▶ **PROBLEM TO SOLVE**:
Where the listing shows an image, skip it and output all other material unchanged.

▶ **DATASET RECORDS**:
- - -

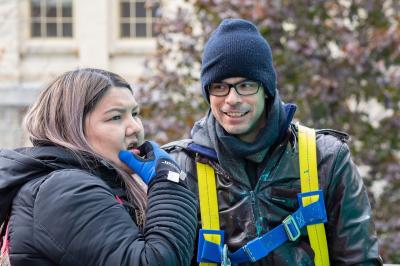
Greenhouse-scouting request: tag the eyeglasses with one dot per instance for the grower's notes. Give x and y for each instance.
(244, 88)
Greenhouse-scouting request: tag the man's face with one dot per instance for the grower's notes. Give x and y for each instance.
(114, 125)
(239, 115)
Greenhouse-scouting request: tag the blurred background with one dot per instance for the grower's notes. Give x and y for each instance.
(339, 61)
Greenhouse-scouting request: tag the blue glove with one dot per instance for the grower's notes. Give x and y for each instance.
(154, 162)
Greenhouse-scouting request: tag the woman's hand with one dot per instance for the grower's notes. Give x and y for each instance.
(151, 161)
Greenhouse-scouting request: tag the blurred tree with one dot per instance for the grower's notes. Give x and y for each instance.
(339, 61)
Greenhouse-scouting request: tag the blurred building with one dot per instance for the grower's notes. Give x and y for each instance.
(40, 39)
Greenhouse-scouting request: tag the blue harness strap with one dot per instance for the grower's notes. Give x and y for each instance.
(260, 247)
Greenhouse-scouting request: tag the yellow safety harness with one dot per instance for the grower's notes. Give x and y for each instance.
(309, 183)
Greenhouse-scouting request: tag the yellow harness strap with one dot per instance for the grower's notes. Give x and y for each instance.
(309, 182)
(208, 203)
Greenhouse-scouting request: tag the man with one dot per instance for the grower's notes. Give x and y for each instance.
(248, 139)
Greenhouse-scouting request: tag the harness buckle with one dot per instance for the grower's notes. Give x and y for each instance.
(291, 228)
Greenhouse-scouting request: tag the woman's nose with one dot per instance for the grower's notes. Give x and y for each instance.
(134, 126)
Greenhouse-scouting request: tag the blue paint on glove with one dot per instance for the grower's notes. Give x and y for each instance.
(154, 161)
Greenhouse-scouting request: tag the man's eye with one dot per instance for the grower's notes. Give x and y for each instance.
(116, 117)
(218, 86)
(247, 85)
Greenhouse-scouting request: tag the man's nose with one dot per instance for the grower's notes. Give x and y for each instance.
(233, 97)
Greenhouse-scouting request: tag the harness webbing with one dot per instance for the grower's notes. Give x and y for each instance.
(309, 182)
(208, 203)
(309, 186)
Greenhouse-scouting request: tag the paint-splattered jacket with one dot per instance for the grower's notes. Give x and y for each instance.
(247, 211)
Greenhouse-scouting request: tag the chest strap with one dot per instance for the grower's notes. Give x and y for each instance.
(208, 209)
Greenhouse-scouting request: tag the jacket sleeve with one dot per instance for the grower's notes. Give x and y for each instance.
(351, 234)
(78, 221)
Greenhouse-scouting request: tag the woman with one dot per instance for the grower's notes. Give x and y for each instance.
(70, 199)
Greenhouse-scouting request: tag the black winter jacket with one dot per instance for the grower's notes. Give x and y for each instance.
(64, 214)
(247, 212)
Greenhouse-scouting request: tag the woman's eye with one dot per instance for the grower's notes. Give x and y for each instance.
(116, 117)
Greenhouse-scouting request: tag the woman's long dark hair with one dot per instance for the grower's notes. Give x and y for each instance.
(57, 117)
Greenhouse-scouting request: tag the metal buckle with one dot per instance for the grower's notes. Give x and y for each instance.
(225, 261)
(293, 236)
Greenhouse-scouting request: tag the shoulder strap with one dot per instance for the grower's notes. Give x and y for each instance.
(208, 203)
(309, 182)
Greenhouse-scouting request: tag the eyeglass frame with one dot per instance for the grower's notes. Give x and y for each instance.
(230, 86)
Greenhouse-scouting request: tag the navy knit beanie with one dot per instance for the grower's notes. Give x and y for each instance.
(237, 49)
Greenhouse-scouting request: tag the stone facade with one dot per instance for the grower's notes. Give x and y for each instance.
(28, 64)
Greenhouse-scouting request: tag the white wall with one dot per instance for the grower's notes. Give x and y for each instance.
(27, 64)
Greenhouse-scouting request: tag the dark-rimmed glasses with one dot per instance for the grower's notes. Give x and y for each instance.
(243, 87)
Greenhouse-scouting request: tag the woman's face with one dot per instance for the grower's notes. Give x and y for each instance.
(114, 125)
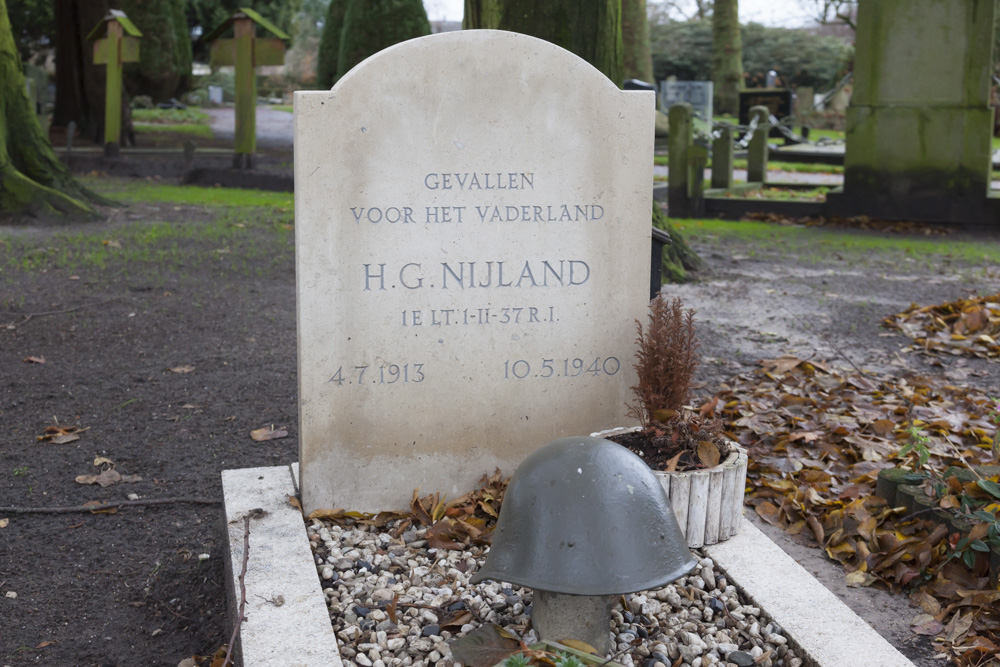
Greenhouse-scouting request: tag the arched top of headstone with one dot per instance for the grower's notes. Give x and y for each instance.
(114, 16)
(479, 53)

- - -

▶ **TASK RESULT**:
Greenhouse-scouting request: tag the eyeglasses with one dot per instance for the grower's notes. Give x and y for each instance.
(244, 88)
Greenhouse-scouting request: tag the man's face with one dot per instance for the grower's notes. Give x and y for each instance.
(114, 125)
(239, 115)
Greenhouse-scouting request: tag the blurred background with one dot per instance for the grower's notes. Give x and y for each instance.
(339, 61)
Greenhouse-scouting request: tag the blue glove with one dot per instance for the grower's notes. Give x and y for each instance.
(154, 162)
Greenhouse-scouting request: tag the woman's hand with one dot per instance for the grower's notes. Give x and y for each instance.
(151, 161)
Greenhouse-scouting request: tag the blurred tree with one dot per instance for the grower's notes. Give x and y for each instance.
(339, 61)
Greenhouse-scouting request: tag the blurred building with one dot per instance for the grower's notes. Give x and y for each instance.
(40, 39)
Greenhouse-scouting request: tag the blue harness strap with one dot per instance for the grower's notes. Give x and y for each instance.
(260, 247)
Greenhouse-scouting request: tag the yellow safety harness with one dot per instance for the grower's notes. Give x and y for each instance.
(309, 183)
Greenhouse-scouting request: tag the yellow harness strap with one dot per instance for the grower's notes. Give x and y for each instance.
(309, 182)
(208, 203)
Greenhouse-scouting request: tag the man with one dot per instance for the grower's notes. Give x and y for each instance.
(248, 139)
Greenhouse-scouting request: tag the harness buckle with one dot per instance for the grower's notes. Give x and y for each instance.
(291, 228)
Greenhouse-scouting request: tag the woman's nose with one dot per instance for the grower's notes. Give x and y for each instance.
(134, 126)
Greenhouse-scouting request: tag the blue paint on glove with one dot per instance for the grower's notes. Give x and y for each instance.
(154, 161)
Greenhouse-scouting request: tag the man's eye with one dot per instance for the grower's notes. Give x and y for each instance.
(116, 117)
(218, 86)
(247, 85)
Greenhouse-scouting request: tag the man's nose with one dot per instance for the grower's notes. Give x and y for each instance.
(233, 97)
Greenhouse-scouting request: tag the harness webbing with one dot per instance for the grower's notes. Give x and y for each instance.
(309, 182)
(208, 203)
(309, 186)
Greenhouse-scouting request: tag the paint-splattered jacket with one dot per instance for the grower's notes. Give x and y for each instance.
(247, 211)
Greenhouse-scouting request: tag the chest strap with one dot per instance for the grower's notes. Give x and y for each instance.
(208, 209)
Greenhouse-scouting request: tag the jacket sleeve with one dot per instance for the grower's notes. Give x and y for each instance.
(351, 234)
(78, 221)
Greenhouse-scouting request: tag the woman with one dot per instance for the grower's notes. Give x and y for each instance.
(70, 199)
Greenhouse-scouting request: tag the black winter jacket with one dot per instance for the grower's notes. Give x and y for each instance.
(64, 214)
(247, 212)
Greenhouse-scouting request: tag the woman's eye with one dot per instance for the grower's notes. Give x and y for each instance.
(116, 117)
Greenhouse-scouting request: tag the woman's long dark hair with one dot per instance for the grower's notes. Give x and y for each instance.
(57, 117)
Greenhouse-scouting request: tag the metal buckle with one dot per instance for the grower's notes. Give x and y for each instance.
(225, 261)
(293, 236)
Greenhouse-scouting request: tag the shoulder strap with one dot per instance for the grower's notes. Give x and y for each instance.
(208, 203)
(309, 182)
Greenhouse-scouting request: tag the eyeglass frame with one dot per instance for the grower's notes. Give x and y for each instance.
(230, 86)
Greenhouse-scouting request: tag the navy knit beanie with one dot per instance for the grower's notes. Give x and y for each instance.
(237, 49)
Greenhouse-scouting request: tag the stone facade with one dot per instance for the grower's notes. Give x and y for each instance.
(28, 64)
Greenhouse-scouting request: tag the white wall with one dot per instance for the grower's notes. Give x and y for each instance.
(27, 64)
Greenhouse-scouting request: tag the dark-rimmed glasses with one dot per instance for the grower's notes. Give x and y for each instance.
(243, 87)
Greenhouse-scouting request: tag the woman's face with one dot per instance for the grower's notes. Give x and y for each instance.
(114, 125)
Greenhouse-scouting request: tag the arched top of headstone with one dot per instance for the grower's notes. Give x and y for each instance.
(114, 16)
(479, 53)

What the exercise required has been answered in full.